DATA PROVIDED:
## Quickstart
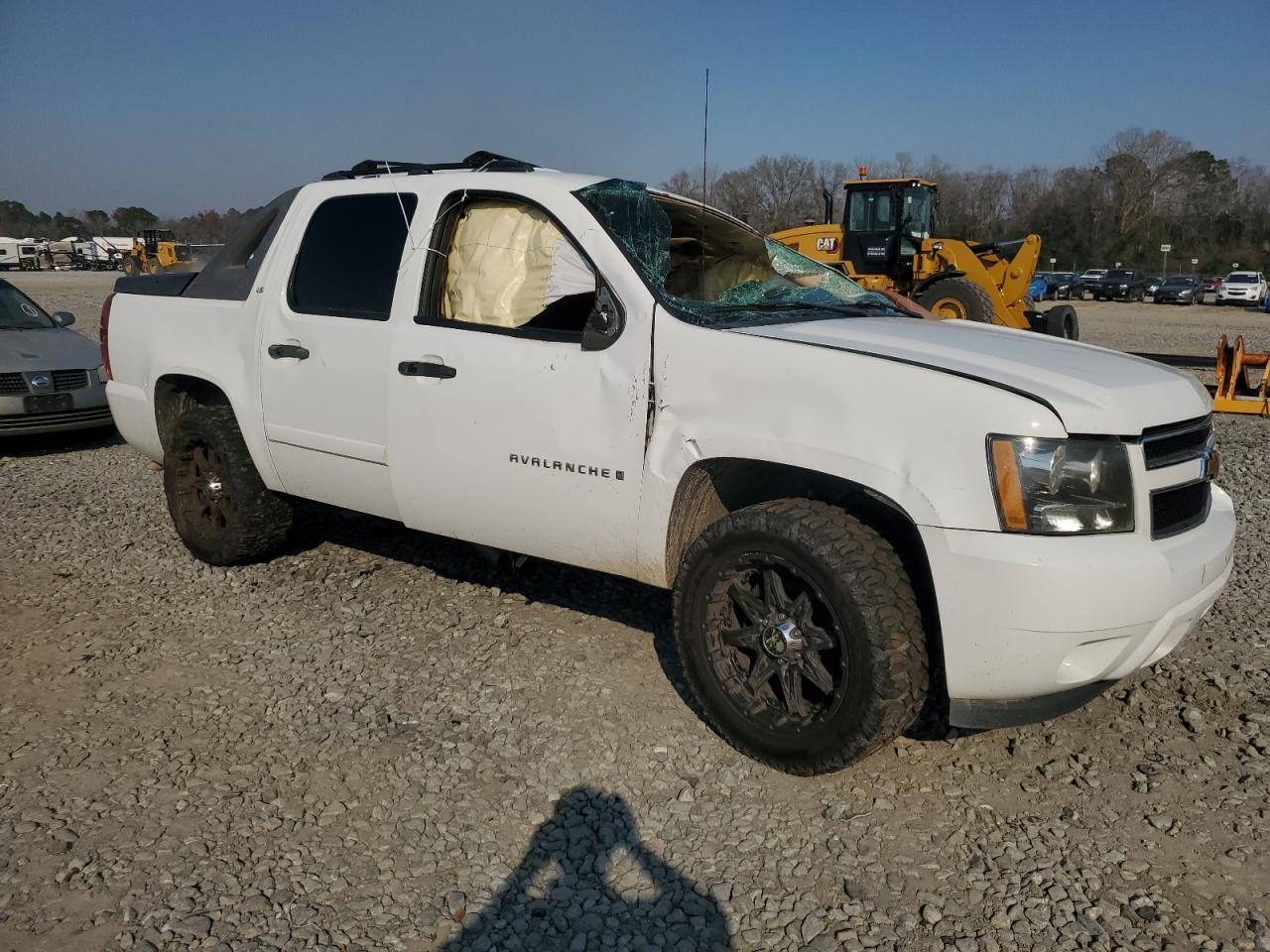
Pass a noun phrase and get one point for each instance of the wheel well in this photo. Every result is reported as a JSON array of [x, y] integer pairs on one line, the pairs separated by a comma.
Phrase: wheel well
[[714, 488], [176, 394]]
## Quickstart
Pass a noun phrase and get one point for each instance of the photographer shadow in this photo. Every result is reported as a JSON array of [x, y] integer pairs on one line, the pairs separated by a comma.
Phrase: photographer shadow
[[588, 881]]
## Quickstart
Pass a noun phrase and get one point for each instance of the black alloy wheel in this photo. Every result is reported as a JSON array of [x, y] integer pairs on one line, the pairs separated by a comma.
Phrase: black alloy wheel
[[776, 644]]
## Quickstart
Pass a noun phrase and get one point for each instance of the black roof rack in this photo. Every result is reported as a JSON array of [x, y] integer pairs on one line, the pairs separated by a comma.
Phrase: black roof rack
[[476, 162]]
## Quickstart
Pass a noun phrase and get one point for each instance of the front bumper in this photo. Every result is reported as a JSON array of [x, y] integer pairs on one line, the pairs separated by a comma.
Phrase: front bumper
[[1025, 617], [87, 412]]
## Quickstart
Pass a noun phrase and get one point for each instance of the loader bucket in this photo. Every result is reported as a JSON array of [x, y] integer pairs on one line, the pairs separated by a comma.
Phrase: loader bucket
[[1234, 391]]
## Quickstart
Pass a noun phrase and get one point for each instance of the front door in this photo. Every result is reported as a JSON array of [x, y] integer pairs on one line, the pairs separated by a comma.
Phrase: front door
[[325, 341], [502, 429]]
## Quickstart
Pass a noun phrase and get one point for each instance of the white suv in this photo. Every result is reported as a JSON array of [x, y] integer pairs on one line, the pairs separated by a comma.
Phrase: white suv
[[1242, 287], [856, 509]]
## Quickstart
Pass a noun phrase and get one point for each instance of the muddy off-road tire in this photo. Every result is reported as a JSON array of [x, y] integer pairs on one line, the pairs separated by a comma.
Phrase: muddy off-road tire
[[957, 298], [801, 636], [220, 506]]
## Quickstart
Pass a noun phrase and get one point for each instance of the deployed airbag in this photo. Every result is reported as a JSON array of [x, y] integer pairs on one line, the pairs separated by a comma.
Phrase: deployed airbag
[[507, 263]]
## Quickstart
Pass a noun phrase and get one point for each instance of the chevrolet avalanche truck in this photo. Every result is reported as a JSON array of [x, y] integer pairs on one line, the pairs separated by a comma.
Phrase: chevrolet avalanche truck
[[855, 509]]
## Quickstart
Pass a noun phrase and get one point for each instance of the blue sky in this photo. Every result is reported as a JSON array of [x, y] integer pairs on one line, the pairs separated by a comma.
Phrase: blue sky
[[220, 104]]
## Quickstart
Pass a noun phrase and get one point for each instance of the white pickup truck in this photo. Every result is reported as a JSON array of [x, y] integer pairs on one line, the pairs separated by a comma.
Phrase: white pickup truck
[[856, 509]]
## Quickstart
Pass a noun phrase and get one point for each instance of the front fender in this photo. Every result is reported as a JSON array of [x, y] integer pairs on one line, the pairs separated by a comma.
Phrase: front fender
[[912, 434]]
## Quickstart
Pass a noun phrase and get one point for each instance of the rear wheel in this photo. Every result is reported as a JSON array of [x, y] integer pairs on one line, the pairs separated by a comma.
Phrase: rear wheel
[[801, 635], [220, 506], [1062, 322], [957, 298]]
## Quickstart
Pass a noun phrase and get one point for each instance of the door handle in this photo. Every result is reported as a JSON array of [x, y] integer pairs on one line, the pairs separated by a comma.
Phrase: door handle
[[426, 368]]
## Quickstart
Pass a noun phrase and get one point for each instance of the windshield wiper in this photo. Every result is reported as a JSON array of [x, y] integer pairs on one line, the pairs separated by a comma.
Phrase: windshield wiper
[[861, 309]]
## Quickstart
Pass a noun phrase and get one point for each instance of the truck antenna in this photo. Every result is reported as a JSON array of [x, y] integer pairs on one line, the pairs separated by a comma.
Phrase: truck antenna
[[705, 151]]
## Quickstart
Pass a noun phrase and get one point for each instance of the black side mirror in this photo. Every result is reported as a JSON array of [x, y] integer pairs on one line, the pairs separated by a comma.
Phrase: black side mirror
[[603, 324]]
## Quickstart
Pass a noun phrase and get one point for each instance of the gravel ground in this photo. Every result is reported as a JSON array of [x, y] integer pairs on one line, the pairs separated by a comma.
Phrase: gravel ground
[[379, 742]]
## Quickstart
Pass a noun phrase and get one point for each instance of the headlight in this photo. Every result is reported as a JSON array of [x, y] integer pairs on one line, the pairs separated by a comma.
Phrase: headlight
[[1061, 486]]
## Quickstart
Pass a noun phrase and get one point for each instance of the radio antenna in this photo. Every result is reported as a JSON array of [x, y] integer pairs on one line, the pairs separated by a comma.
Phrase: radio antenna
[[705, 153], [705, 144]]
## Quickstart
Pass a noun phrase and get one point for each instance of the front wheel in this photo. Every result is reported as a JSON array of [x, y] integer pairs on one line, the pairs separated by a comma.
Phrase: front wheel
[[957, 298], [218, 504], [801, 635]]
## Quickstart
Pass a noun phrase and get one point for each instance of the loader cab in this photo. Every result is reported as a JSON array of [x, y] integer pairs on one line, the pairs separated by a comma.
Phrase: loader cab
[[884, 223], [150, 238]]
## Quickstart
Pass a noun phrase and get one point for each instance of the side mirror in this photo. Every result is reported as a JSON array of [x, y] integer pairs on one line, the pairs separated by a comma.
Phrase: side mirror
[[603, 324]]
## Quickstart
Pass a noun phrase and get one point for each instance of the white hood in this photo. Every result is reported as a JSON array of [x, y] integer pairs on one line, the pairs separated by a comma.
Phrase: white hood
[[1093, 390]]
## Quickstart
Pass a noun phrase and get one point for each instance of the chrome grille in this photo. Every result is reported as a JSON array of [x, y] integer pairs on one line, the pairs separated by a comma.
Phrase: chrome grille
[[1176, 442]]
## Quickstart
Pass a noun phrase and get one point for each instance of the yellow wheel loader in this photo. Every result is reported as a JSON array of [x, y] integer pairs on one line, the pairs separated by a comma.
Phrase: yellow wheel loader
[[155, 250], [884, 244]]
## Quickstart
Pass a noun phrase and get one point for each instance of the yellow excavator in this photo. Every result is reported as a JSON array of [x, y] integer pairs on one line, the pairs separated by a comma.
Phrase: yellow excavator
[[155, 250], [884, 244]]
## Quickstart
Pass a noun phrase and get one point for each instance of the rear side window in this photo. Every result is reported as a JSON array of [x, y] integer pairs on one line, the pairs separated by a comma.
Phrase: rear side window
[[349, 257]]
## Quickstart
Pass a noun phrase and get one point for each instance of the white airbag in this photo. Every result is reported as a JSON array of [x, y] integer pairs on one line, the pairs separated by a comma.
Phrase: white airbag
[[507, 262]]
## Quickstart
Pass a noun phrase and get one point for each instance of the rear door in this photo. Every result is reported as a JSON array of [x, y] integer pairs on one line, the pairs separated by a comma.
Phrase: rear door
[[503, 429], [324, 349]]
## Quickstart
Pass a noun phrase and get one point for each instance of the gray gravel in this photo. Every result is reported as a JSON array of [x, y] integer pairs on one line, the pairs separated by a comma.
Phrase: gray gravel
[[379, 742]]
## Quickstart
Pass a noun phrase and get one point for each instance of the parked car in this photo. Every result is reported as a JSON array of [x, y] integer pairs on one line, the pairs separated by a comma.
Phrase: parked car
[[1242, 289], [1123, 284], [1180, 290], [50, 376], [1091, 276], [604, 375], [1064, 286]]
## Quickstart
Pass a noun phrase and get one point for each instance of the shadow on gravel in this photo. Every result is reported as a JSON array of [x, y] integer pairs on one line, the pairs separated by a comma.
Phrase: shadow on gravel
[[68, 442], [587, 883]]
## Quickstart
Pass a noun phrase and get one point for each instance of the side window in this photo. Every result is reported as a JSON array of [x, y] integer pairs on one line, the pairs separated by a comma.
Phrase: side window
[[509, 267], [349, 257], [858, 217]]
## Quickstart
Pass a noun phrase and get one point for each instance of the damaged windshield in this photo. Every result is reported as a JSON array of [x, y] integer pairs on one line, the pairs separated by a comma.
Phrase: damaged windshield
[[712, 270]]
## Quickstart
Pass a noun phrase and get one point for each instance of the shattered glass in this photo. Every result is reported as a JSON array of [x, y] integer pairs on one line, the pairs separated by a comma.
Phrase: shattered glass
[[712, 271]]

WORK TO BE COMPLETED:
Stop after the line containing "the front bumper": copy the records exactly from the first line up to there, leaving pictures out.

TASK RESPONSE:
## Quickstart
Pass a noun phrase and get one point for each instance of the wheel well in this photo. Every result is reported as a JSON array of [x, y] integer pairs on one line, the pairs separated by a comma.
Phrase: wheel well
[[714, 488], [176, 394]]
## Quickstart
Pass a noun phrase and get one point for each instance of the photographer shadow in this photo. Every result is reported as a JSON array of [x, y] integer pairs on one line, the pairs separated by a comma.
Phrase: photographer shadow
[[588, 881]]
## Quickstart
Pass a noun phrase and get one point for each instance of the black alloy wheel in this photo. Every result is reported as a JSON array of [x, y] integer pairs on one line, the pairs separated by a comma.
Phrase: black alloy wheel
[[776, 644]]
## Quickstart
Pass a noun phrase and get one point for each instance of the black roof rack in this photo. Every result is reported as a JSON array of [x, y] integer pairs on one line, the pairs separated by a comma.
Phrase: black roof rack
[[476, 162]]
## Quickstart
Pass a noun phrase and get one point for each instance of the front bumper in this photo. Every result is reported as a JSON array of [x, y] integer pairs on one line, the pairs separated by a comma.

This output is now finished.